---------- Data shown ----------
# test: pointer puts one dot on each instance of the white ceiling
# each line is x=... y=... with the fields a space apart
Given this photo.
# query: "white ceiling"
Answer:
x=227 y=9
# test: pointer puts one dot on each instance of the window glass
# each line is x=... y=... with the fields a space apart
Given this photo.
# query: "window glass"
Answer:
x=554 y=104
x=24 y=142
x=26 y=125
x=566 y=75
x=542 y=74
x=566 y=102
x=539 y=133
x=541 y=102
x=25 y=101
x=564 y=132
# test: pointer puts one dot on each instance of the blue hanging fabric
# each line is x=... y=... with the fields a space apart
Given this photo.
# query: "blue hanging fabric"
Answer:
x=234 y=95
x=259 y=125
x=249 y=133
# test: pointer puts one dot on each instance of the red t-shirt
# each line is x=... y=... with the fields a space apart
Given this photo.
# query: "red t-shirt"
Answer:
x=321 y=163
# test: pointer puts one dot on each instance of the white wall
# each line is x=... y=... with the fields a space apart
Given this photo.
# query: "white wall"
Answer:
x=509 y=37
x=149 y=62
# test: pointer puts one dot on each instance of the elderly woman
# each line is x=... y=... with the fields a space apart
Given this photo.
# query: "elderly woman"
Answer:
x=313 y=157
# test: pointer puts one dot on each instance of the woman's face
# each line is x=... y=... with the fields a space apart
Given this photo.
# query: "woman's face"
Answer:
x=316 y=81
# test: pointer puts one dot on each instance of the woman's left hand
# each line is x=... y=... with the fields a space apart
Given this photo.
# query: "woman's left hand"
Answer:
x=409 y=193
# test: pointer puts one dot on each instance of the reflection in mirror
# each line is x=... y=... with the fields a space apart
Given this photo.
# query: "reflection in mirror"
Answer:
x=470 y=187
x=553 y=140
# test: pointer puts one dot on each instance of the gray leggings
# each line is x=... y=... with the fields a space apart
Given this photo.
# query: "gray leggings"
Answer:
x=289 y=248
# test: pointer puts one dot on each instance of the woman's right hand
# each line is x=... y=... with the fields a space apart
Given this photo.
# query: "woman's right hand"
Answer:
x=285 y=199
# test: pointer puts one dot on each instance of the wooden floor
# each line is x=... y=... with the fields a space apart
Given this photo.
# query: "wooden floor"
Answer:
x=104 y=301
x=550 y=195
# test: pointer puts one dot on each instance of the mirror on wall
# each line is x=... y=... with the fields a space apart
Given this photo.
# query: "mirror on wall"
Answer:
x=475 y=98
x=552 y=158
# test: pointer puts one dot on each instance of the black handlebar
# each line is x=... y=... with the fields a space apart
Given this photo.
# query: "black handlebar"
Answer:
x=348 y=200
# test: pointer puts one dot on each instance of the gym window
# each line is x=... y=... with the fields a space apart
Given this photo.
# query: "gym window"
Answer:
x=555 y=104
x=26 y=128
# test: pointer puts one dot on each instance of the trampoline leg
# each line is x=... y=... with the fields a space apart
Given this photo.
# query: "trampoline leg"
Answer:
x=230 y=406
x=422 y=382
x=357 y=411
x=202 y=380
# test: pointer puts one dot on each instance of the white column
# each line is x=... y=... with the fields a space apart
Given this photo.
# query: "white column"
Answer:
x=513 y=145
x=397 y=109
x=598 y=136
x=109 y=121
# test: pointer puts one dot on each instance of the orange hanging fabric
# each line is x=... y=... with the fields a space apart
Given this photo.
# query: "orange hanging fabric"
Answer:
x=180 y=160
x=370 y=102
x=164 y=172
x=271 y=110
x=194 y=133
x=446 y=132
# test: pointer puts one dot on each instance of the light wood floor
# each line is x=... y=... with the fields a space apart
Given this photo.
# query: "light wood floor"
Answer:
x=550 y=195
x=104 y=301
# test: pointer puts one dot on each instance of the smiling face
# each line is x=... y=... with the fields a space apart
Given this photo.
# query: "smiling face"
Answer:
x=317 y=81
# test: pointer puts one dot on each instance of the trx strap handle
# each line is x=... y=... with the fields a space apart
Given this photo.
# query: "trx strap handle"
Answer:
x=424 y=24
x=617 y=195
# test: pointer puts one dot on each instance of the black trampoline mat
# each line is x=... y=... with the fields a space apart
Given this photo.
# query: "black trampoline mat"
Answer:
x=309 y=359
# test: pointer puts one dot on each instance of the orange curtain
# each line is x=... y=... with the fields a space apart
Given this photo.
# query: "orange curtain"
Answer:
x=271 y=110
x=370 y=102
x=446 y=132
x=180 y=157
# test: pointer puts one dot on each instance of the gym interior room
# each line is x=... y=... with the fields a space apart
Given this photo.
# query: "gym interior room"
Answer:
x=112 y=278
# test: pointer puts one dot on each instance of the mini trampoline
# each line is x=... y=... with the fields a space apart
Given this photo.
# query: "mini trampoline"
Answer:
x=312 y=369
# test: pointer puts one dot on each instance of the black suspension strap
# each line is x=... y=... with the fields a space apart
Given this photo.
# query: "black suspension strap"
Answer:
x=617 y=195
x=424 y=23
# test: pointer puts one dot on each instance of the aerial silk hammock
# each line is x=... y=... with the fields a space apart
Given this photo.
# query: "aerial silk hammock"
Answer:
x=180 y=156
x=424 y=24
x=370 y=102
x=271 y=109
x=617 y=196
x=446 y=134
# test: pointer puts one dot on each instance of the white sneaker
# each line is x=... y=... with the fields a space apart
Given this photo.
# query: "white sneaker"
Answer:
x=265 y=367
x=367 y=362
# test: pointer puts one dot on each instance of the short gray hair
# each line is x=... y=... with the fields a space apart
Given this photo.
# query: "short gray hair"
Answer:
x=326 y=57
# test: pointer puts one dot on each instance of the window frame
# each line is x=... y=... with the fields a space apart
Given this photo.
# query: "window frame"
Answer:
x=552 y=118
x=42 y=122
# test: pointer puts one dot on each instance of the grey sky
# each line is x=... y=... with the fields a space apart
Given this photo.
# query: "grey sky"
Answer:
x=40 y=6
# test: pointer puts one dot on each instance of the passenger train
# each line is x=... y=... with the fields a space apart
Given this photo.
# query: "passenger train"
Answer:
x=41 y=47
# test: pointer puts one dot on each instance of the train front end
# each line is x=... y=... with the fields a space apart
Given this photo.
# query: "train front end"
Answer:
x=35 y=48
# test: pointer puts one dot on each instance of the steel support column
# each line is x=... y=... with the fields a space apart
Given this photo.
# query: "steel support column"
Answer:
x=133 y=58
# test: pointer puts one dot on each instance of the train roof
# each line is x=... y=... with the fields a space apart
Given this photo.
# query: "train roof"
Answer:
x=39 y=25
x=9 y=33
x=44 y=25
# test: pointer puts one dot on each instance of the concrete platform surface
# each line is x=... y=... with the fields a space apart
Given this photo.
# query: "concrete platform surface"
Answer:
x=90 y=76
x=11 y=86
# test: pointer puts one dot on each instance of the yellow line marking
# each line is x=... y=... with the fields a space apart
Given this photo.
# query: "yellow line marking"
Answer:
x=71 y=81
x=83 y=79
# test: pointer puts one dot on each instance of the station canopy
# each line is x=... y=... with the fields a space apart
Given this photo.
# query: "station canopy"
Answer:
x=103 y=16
----------
Problem requirements: What this exercise asks for is every line of the data above with the word "passenger".

Exercise output:
# test: pointer puts one dot on each instance of the passenger train
# query: "passenger train"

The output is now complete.